[The problem]:
Locate each line in the entries below that contains the string "wearing", with matching case, and copy every such line.

Annotated coordinate records
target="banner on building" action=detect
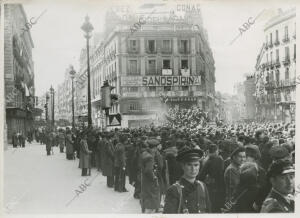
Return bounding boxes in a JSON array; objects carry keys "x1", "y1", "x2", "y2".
[
  {"x1": 121, "y1": 76, "x2": 201, "y2": 86},
  {"x1": 108, "y1": 114, "x2": 121, "y2": 126}
]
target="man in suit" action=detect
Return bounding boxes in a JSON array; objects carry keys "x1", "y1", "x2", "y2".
[{"x1": 260, "y1": 160, "x2": 295, "y2": 213}]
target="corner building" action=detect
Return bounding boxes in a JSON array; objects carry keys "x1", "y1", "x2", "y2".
[
  {"x1": 91, "y1": 12, "x2": 215, "y2": 128},
  {"x1": 255, "y1": 8, "x2": 296, "y2": 122}
]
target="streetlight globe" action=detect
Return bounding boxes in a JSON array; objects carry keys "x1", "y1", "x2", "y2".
[
  {"x1": 69, "y1": 65, "x2": 76, "y2": 78},
  {"x1": 81, "y1": 15, "x2": 94, "y2": 36}
]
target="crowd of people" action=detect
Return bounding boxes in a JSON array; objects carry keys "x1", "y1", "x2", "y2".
[{"x1": 27, "y1": 122, "x2": 295, "y2": 213}]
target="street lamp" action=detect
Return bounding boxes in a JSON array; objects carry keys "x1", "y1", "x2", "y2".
[
  {"x1": 45, "y1": 92, "x2": 50, "y2": 123},
  {"x1": 50, "y1": 85, "x2": 54, "y2": 128},
  {"x1": 81, "y1": 16, "x2": 94, "y2": 127},
  {"x1": 69, "y1": 65, "x2": 76, "y2": 129}
]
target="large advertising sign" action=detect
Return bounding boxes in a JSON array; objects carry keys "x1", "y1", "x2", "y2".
[{"x1": 121, "y1": 76, "x2": 201, "y2": 86}]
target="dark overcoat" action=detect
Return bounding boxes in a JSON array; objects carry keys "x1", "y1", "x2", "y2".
[
  {"x1": 141, "y1": 151, "x2": 160, "y2": 209},
  {"x1": 101, "y1": 140, "x2": 114, "y2": 176},
  {"x1": 79, "y1": 139, "x2": 91, "y2": 169}
]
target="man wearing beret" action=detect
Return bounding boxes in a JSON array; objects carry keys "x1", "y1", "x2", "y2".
[
  {"x1": 261, "y1": 160, "x2": 295, "y2": 213},
  {"x1": 163, "y1": 148, "x2": 211, "y2": 214}
]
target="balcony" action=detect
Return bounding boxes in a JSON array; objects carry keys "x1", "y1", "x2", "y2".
[
  {"x1": 162, "y1": 69, "x2": 173, "y2": 76},
  {"x1": 282, "y1": 36, "x2": 290, "y2": 43},
  {"x1": 280, "y1": 78, "x2": 296, "y2": 87},
  {"x1": 282, "y1": 57, "x2": 291, "y2": 66},
  {"x1": 180, "y1": 69, "x2": 190, "y2": 76},
  {"x1": 274, "y1": 59, "x2": 281, "y2": 67}
]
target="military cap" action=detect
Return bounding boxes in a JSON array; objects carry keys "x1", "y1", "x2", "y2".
[
  {"x1": 270, "y1": 145, "x2": 289, "y2": 160},
  {"x1": 267, "y1": 160, "x2": 295, "y2": 178},
  {"x1": 146, "y1": 138, "x2": 160, "y2": 148},
  {"x1": 176, "y1": 147, "x2": 203, "y2": 162},
  {"x1": 230, "y1": 146, "x2": 246, "y2": 157},
  {"x1": 245, "y1": 145, "x2": 261, "y2": 160}
]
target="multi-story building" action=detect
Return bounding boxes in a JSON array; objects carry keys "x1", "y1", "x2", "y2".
[
  {"x1": 91, "y1": 8, "x2": 215, "y2": 127},
  {"x1": 4, "y1": 4, "x2": 35, "y2": 142},
  {"x1": 255, "y1": 8, "x2": 296, "y2": 122},
  {"x1": 244, "y1": 75, "x2": 256, "y2": 120}
]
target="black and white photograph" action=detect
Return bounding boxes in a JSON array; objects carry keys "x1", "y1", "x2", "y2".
[{"x1": 0, "y1": 0, "x2": 300, "y2": 215}]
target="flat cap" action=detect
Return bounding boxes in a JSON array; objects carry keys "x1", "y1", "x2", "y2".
[
  {"x1": 146, "y1": 138, "x2": 160, "y2": 148},
  {"x1": 270, "y1": 145, "x2": 289, "y2": 160},
  {"x1": 267, "y1": 160, "x2": 295, "y2": 178},
  {"x1": 176, "y1": 147, "x2": 203, "y2": 162}
]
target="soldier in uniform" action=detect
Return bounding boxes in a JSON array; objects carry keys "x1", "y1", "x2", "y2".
[
  {"x1": 261, "y1": 160, "x2": 295, "y2": 213},
  {"x1": 163, "y1": 148, "x2": 211, "y2": 214}
]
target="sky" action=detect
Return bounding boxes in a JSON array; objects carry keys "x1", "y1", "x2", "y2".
[{"x1": 23, "y1": 0, "x2": 290, "y2": 96}]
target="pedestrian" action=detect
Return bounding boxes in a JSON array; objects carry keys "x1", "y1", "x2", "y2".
[
  {"x1": 224, "y1": 146, "x2": 246, "y2": 202},
  {"x1": 79, "y1": 131, "x2": 92, "y2": 176},
  {"x1": 12, "y1": 132, "x2": 18, "y2": 148},
  {"x1": 65, "y1": 127, "x2": 74, "y2": 160},
  {"x1": 58, "y1": 129, "x2": 66, "y2": 153},
  {"x1": 163, "y1": 148, "x2": 211, "y2": 214},
  {"x1": 260, "y1": 160, "x2": 295, "y2": 213},
  {"x1": 101, "y1": 132, "x2": 114, "y2": 188},
  {"x1": 114, "y1": 134, "x2": 127, "y2": 192},
  {"x1": 197, "y1": 144, "x2": 225, "y2": 213},
  {"x1": 141, "y1": 139, "x2": 162, "y2": 213}
]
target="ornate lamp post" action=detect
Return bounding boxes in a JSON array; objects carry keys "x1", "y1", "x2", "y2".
[
  {"x1": 69, "y1": 65, "x2": 76, "y2": 129},
  {"x1": 50, "y1": 86, "x2": 54, "y2": 127},
  {"x1": 45, "y1": 92, "x2": 50, "y2": 123},
  {"x1": 81, "y1": 16, "x2": 94, "y2": 127}
]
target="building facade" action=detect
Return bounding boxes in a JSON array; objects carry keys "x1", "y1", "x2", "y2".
[
  {"x1": 244, "y1": 75, "x2": 256, "y2": 120},
  {"x1": 91, "y1": 8, "x2": 215, "y2": 127},
  {"x1": 4, "y1": 4, "x2": 35, "y2": 142},
  {"x1": 255, "y1": 8, "x2": 296, "y2": 122}
]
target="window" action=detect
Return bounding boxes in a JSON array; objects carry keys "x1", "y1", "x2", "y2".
[
  {"x1": 181, "y1": 60, "x2": 189, "y2": 69},
  {"x1": 129, "y1": 102, "x2": 141, "y2": 111},
  {"x1": 182, "y1": 86, "x2": 189, "y2": 91},
  {"x1": 284, "y1": 26, "x2": 289, "y2": 39},
  {"x1": 163, "y1": 60, "x2": 171, "y2": 69},
  {"x1": 163, "y1": 40, "x2": 171, "y2": 52},
  {"x1": 148, "y1": 40, "x2": 155, "y2": 53},
  {"x1": 128, "y1": 86, "x2": 139, "y2": 92},
  {"x1": 128, "y1": 60, "x2": 138, "y2": 75},
  {"x1": 285, "y1": 46, "x2": 290, "y2": 60},
  {"x1": 180, "y1": 40, "x2": 188, "y2": 53},
  {"x1": 285, "y1": 67, "x2": 290, "y2": 79},
  {"x1": 149, "y1": 86, "x2": 156, "y2": 92},
  {"x1": 164, "y1": 86, "x2": 171, "y2": 92},
  {"x1": 276, "y1": 70, "x2": 279, "y2": 83},
  {"x1": 129, "y1": 40, "x2": 138, "y2": 52},
  {"x1": 276, "y1": 49, "x2": 279, "y2": 62}
]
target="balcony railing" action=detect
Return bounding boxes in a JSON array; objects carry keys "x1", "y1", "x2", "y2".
[
  {"x1": 280, "y1": 78, "x2": 296, "y2": 87},
  {"x1": 282, "y1": 36, "x2": 290, "y2": 43},
  {"x1": 265, "y1": 43, "x2": 269, "y2": 50},
  {"x1": 274, "y1": 59, "x2": 280, "y2": 67},
  {"x1": 269, "y1": 42, "x2": 273, "y2": 48},
  {"x1": 282, "y1": 57, "x2": 291, "y2": 65},
  {"x1": 180, "y1": 69, "x2": 190, "y2": 76}
]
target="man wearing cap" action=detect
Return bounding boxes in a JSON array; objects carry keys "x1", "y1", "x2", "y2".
[
  {"x1": 261, "y1": 160, "x2": 295, "y2": 213},
  {"x1": 224, "y1": 146, "x2": 246, "y2": 201},
  {"x1": 141, "y1": 139, "x2": 163, "y2": 213},
  {"x1": 163, "y1": 148, "x2": 211, "y2": 214}
]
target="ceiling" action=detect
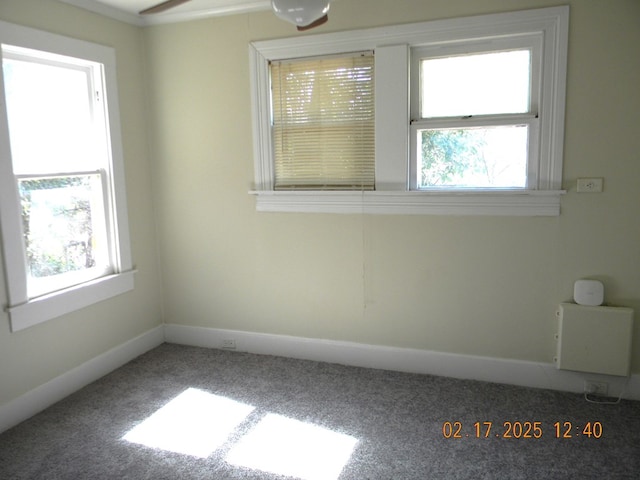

[Answer in full]:
target="man wearing beret" action=detect
target="man wearing cap" action=detect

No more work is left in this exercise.